In the first step, statisticians create a base weight to address the fact that the SIS algorithm causes the probability of being sampled to vary from one ZIP code to another and from one household in a sampled ZIP code to another. Sampled ZIP codes are weighted to match their characteristics—such as Census region, urbanicity, and demographic composition (sex, age, education, race, and marital status)—with those of the ZIP codes covered by the Census Bureau's American Community Survey. This weight, indicated by $w 1 b$, is generated via logit regression. Then, the ratio of the number of all households to the number of sampled households in the ZIP code is computed. This can be denoted by $w 2 b$. The base weight is a ZIP code–level weight defined by the product of $w 1 b$ and $w 2 b$.

In the second step, statisticians generate poststratification weights to correct for differential survey nonresponse rates and to align the survey sample with the reference population in terms of a predefined set of demographic and economic variables (race, sex, age, education, household size, and total household income). The UAS uses estimates from the most recent available version of the Census Bureau's Current Population Survey Annual Social and Economic Supplement (CPS/ASEC) as the benchmark for population distributions of these variables. Specifically, UAS survey data collected from September 2015 to September 2016 are weighted using the 2015 CPS/ASEC, data collected from September 2016 to September 2017 are weighted using the 2016 CPS/ASEC, and so on. The poststratification weights are available for completed surveys and are part of the data file. Researchers may also request weights for ongoing surveys.18

Poststratification weights are created using a raking algorithm. The algorithm compares relative frequencies within the target population with relative frequencies in the survey sample by race, sex and age, sex and education, household size and total household income, census region, and urbanicity. When a researcher combines responses from two or more UAS surveys, the UAS team will provide weights unique to the combined data set based on the procedure described above. Alternatively, the UAS team can provide custom poststratification weights using specific raking factors chosen by the researcher.19

### Standard Variables

In addition to survey weights, each UAS survey data set includes a set of standard variables. These include identifying variables, demographic variables, and survey metadata (for example, survey completion time, panel member's interest in the survey, and so on).

________________

§ To do:
A. Please list the demographic and economic variables that the excerpt on survey weights names as the predefined set used to align the sample with the reference population in the second step.
B. According to the excerpt on survey weights, which benchmark is used to weight UAS data collected from September 2016 to September 2017?
The material after this excerpt on survey weights comes from a separate source.

§ Data supplied:
________________

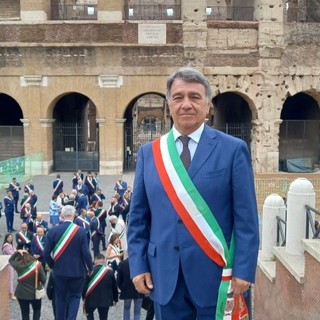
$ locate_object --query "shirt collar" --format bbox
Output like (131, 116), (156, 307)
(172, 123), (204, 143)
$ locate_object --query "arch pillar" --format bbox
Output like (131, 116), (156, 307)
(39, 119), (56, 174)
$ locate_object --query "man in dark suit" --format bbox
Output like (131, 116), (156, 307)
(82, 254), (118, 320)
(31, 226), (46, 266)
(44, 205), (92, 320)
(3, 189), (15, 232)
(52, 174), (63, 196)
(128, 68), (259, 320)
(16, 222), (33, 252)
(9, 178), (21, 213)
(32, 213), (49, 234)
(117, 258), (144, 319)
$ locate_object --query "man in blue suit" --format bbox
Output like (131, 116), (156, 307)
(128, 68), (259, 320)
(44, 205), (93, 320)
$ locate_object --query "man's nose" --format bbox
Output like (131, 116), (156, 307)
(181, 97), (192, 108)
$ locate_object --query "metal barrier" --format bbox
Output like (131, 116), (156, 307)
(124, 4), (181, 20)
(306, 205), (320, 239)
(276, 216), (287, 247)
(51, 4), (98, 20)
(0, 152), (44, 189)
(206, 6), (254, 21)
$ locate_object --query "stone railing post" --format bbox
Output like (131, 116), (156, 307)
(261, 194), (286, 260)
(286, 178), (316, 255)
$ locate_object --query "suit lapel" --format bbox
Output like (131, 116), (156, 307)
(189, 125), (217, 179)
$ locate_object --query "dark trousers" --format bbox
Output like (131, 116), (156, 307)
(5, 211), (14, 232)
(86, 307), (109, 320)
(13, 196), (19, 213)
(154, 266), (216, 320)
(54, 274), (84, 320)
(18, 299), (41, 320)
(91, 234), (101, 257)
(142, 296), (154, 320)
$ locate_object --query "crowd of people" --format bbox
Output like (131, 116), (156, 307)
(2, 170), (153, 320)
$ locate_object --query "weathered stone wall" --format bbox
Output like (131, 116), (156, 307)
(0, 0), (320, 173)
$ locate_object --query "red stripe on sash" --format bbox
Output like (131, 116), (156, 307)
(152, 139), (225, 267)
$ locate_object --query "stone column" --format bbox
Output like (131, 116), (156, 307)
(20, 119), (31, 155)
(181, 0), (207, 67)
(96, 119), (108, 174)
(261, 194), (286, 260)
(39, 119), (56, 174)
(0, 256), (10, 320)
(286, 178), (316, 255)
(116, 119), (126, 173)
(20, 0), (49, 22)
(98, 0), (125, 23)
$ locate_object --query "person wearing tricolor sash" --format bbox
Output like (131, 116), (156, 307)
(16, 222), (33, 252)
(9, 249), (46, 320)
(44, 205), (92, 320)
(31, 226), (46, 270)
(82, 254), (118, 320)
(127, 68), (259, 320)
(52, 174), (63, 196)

________________

§ Expected results:
A. Race, sex, age, education, household size, and total household income.

B. The 2016 CPS/ASEC.